Referring expression pointing data
========================================

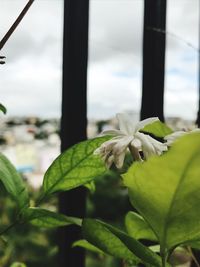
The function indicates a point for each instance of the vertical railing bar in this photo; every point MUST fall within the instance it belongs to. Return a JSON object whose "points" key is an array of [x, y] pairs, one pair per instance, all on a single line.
{"points": [[153, 59], [74, 119]]}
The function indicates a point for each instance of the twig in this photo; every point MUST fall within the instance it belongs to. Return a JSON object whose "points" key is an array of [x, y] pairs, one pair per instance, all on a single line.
{"points": [[15, 24]]}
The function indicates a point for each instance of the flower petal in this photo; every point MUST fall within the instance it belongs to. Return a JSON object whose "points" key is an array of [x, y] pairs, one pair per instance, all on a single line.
{"points": [[140, 125], [111, 132], [172, 137], [119, 159], [150, 146], [125, 123]]}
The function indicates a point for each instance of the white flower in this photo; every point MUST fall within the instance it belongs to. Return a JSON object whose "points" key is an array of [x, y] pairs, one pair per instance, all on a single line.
{"points": [[129, 137], [172, 137]]}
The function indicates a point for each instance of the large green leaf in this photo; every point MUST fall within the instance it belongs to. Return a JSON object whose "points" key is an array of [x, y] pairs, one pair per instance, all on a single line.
{"points": [[138, 228], [76, 166], [158, 129], [165, 190], [13, 182], [117, 243], [48, 219]]}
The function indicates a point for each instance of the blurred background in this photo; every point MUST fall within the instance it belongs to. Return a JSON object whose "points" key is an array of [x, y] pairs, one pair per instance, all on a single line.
{"points": [[31, 87]]}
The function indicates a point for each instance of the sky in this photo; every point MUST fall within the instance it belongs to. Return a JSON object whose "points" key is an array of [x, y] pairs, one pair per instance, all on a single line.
{"points": [[31, 77]]}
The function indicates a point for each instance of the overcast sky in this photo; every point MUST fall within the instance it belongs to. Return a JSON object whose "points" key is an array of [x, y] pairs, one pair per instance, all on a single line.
{"points": [[31, 77]]}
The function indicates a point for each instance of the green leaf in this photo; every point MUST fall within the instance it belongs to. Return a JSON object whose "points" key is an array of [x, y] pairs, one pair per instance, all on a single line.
{"points": [[165, 191], [13, 182], [3, 108], [138, 228], [76, 166], [158, 129], [85, 244], [18, 264], [48, 219], [116, 243]]}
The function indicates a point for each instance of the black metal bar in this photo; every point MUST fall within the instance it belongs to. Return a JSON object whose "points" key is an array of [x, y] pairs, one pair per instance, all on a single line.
{"points": [[74, 118], [153, 59]]}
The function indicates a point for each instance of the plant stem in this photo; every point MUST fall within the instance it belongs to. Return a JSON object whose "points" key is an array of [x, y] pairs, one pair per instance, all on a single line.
{"points": [[15, 24]]}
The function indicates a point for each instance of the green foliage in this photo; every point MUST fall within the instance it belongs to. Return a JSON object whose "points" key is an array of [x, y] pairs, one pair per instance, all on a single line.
{"points": [[165, 190], [77, 166], [85, 244], [117, 243], [48, 219], [18, 264], [96, 233], [13, 182], [138, 228], [158, 129]]}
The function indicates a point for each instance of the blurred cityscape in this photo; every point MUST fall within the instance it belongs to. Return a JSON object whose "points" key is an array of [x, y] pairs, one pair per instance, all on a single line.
{"points": [[32, 143]]}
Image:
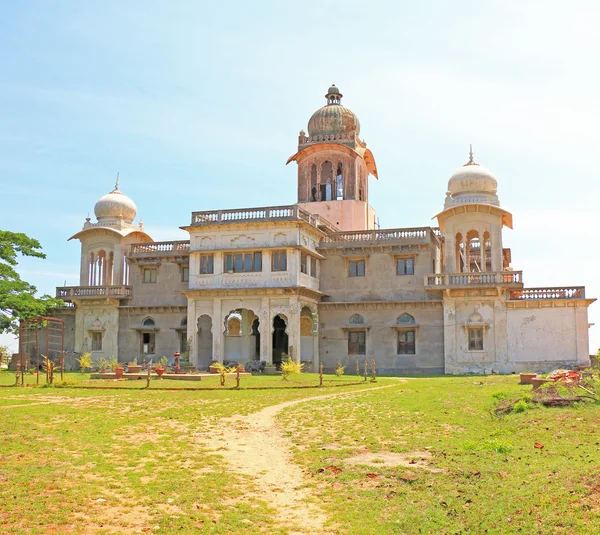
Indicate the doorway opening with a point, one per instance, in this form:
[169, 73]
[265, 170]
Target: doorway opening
[280, 339]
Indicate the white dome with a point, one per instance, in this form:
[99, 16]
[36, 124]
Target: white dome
[472, 178]
[115, 205]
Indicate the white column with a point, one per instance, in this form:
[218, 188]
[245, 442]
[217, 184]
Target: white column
[266, 337]
[482, 250]
[218, 334]
[496, 237]
[450, 266]
[293, 329]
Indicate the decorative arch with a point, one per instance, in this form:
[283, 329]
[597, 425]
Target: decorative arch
[405, 319]
[356, 319]
[149, 323]
[339, 182]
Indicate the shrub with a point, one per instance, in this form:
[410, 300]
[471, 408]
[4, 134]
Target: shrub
[85, 362]
[290, 367]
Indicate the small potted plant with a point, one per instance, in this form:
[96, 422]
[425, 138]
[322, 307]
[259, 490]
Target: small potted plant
[527, 378]
[116, 367]
[133, 367]
[161, 366]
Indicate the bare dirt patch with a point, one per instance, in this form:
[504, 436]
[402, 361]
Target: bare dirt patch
[255, 446]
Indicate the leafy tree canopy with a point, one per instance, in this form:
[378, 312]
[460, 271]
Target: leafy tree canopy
[17, 297]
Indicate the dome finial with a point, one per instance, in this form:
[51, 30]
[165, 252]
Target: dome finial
[471, 161]
[333, 95]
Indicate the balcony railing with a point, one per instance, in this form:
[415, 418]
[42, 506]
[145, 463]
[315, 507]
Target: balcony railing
[160, 248]
[269, 213]
[456, 280]
[377, 236]
[526, 294]
[91, 292]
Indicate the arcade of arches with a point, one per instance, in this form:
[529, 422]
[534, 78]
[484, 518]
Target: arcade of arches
[241, 336]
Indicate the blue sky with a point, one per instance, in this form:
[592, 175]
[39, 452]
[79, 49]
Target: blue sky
[198, 105]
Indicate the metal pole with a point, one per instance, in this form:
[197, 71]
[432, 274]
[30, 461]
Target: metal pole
[62, 352]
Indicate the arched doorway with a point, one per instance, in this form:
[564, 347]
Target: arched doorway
[280, 339]
[256, 334]
[204, 342]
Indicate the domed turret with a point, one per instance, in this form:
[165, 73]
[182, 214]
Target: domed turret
[115, 205]
[472, 183]
[472, 178]
[333, 118]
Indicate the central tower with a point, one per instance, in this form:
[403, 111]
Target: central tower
[334, 166]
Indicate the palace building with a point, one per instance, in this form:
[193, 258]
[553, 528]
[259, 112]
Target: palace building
[318, 281]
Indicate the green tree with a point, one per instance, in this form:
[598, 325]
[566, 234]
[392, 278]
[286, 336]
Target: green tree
[17, 297]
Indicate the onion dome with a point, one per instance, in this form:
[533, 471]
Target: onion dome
[333, 118]
[472, 178]
[115, 205]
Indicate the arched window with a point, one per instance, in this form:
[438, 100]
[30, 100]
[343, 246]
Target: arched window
[326, 180]
[233, 324]
[149, 337]
[314, 193]
[357, 319]
[339, 183]
[405, 319]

========================================

-- Your assignment --
Give the records back exactly. Leave the pictures out.

-- Solution for this task --
The function indicates a point for each instance of the vertical railing bar in this photo; every point MUST fall within the instance it belongs to. Return a JSON object whose "points" key is an array of [x, y] pairs, one pair per instance, all on a single line.
{"points": [[153, 59], [74, 119]]}
The function indicates a point for each instance of the twig in this photo; every point MUST fall within the instance it belongs to. Return a JSON object whose "points" key is an array of [x, y] pairs, one pair per instance, all on a single line.
{"points": [[15, 24]]}
The function indicates a point for each instance of the flower petal in this photo; every point MUST fall within the instance it belongs to. Return a JSON object whose "points" key is an array of [x, y] pairs, one pair per instance, all on a single line.
{"points": [[140, 125], [111, 132], [172, 137], [119, 159], [150, 146], [125, 123]]}
The function indicates a point for each instance of the white flower in this photo; every point MUST fall within the instance it belongs to. Return a JSON object whose "points" key is an array of [x, y] pairs, one pair per instance, all on a single line.
{"points": [[129, 137], [172, 137]]}
The function indicates a point for each instance of the large green leaf in this photo; every point MUST fall within the instance it belongs to. Return a JSON object whose "points" key is an array of [x, y] pairs, one pair per instance, all on a single line.
{"points": [[138, 228], [76, 166], [158, 129], [165, 190], [13, 182], [117, 243], [48, 219]]}
The function indicates a point for each instance of the blurred background in this photo; every point MUST fall within the instance it belongs to. Return a JSON object whose "points" key is an array of [x, y] pairs, one pair per instance, all on a single line.
{"points": [[31, 87]]}
The function indicates a point for each instance of the sky in this photo; every point MUST fall within the instance it belongs to. Return a JSON object whose "points" key is an array of [x, y] pairs, one pair per instance, all on a single line.
{"points": [[31, 77]]}
The function indicates a point for each instance of the overcast sky in this photo; every point MUST fall within the instance it belongs to. Return a JSON object whose "points" key is an array of [x, y] pairs, one pair per instance, all on a single line.
{"points": [[31, 77]]}
The function indicates a point for each instance of the green leaf in this photo; every point MUST fall within the instance it belongs to. Return a JSON object whose "points" key is an array of [x, y] pairs, one pair per instance, all on a single line.
{"points": [[165, 191], [13, 182], [3, 108], [138, 228], [76, 166], [158, 129], [85, 244], [18, 264], [48, 219], [116, 243]]}
The function indicates a point for each instance of the black metal bar in this photo; every point MUST fall within the instance it belongs to. Return a JSON object whose "points" key is an array of [x, y] pairs, one pair per instance, all on a single line.
{"points": [[74, 118], [153, 59]]}
The function indicates a point for each instance of the plant stem in this photo; every point MUST fall within the instance it belongs to. Return a JSON object whose "points" key is an array of [x, y] pairs, one pair per instance, all on a single line.
{"points": [[15, 24]]}
The function indicates a point for each instance of the green foliage in this photo; every point MUST fall within the instance it belongs to. Return a JSON object whose "points" key is an array of [x, y] pairs, one pair per instance, all on a single line.
{"points": [[165, 190], [77, 166], [85, 244], [117, 243], [48, 219], [18, 264], [96, 233], [13, 182], [138, 228], [158, 129]]}
The function indicates a point for each instance of the blurred cityscape in this photo; every point MUST fall within the instance it belongs to. Return a JSON object whose "points" key is an array of [x, y] pairs, one pair per instance, all on a single line.
{"points": [[32, 143]]}
Image:
Indicate the doorway opening with a point, one per instance, in this form:
[169, 73]
[265, 170]
Target: doorway opening
[280, 339]
Indicate the white dome with a point, one per instance, in this form:
[99, 16]
[36, 124]
Target: white dome
[472, 178]
[115, 205]
Indicate the white column with a point, one per instance, in this form:
[218, 188]
[245, 442]
[217, 184]
Target: white column
[266, 337]
[482, 250]
[218, 334]
[496, 237]
[450, 266]
[293, 329]
Indicate the decorative arch with a point, one per instance, in this form:
[283, 329]
[597, 425]
Target: decorative arch
[405, 319]
[356, 319]
[149, 323]
[339, 182]
Indicate the shrub with a point, one per instance, in this form:
[410, 300]
[471, 408]
[4, 134]
Target: shrub
[85, 362]
[290, 367]
Indicate the small potted plant with a point, one per instance, in this form:
[96, 422]
[425, 138]
[322, 307]
[259, 490]
Target: small potted plant
[527, 378]
[116, 367]
[133, 367]
[161, 366]
Indicate the bare dirt patch with a point, one per instance, in this form:
[504, 436]
[402, 361]
Target: bare dirt patch
[255, 446]
Indicate the leafy tree canopy with a point, one per instance, in this form:
[378, 312]
[460, 271]
Target: leafy tree canopy
[17, 297]
Indicate the dome finial with a point, one per instance, in this form:
[51, 30]
[165, 252]
Target: dome finial
[471, 161]
[333, 95]
Indicate the balcony railing with a point, one per instance, in this form:
[415, 418]
[42, 506]
[145, 463]
[315, 507]
Target: balcony railing
[160, 248]
[269, 213]
[456, 280]
[377, 236]
[526, 294]
[91, 292]
Indicate the arcade of arches with a point, one per instance, in this form:
[529, 422]
[534, 78]
[484, 518]
Target: arcade of arches
[241, 336]
Indicate the blue sky with a point, one per instance, in this form:
[592, 175]
[39, 452]
[79, 49]
Target: blue sky
[198, 105]
Indicate the metal pole with a point, one per instance, in this form:
[197, 71]
[432, 274]
[30, 461]
Target: metal pole
[62, 352]
Indicate the arched doorway with a point, one per instance, in this form:
[564, 347]
Target: arched doorway
[280, 339]
[256, 334]
[204, 342]
Indicate the domed turret with a point, one per instance, in this form:
[165, 73]
[182, 214]
Target: domed turret
[115, 205]
[472, 183]
[472, 178]
[333, 118]
Indicate the central tower with a point, one per instance, in this form:
[403, 111]
Target: central tower
[334, 166]
Indicate the palace building with a point, one per instance, in this form:
[193, 258]
[553, 528]
[259, 112]
Target: palace building
[318, 281]
Indicate the green tree with a point, one per instance, in this form:
[598, 325]
[566, 234]
[392, 278]
[286, 336]
Target: green tree
[17, 297]
Indicate the onion dome with a point, one per instance, in this form:
[533, 471]
Target: onion dome
[333, 118]
[472, 178]
[115, 205]
Indicate the arched window with a point, one per instance, in this form:
[438, 100]
[30, 100]
[343, 246]
Target: arched window
[326, 180]
[233, 324]
[149, 337]
[314, 193]
[357, 319]
[339, 183]
[405, 319]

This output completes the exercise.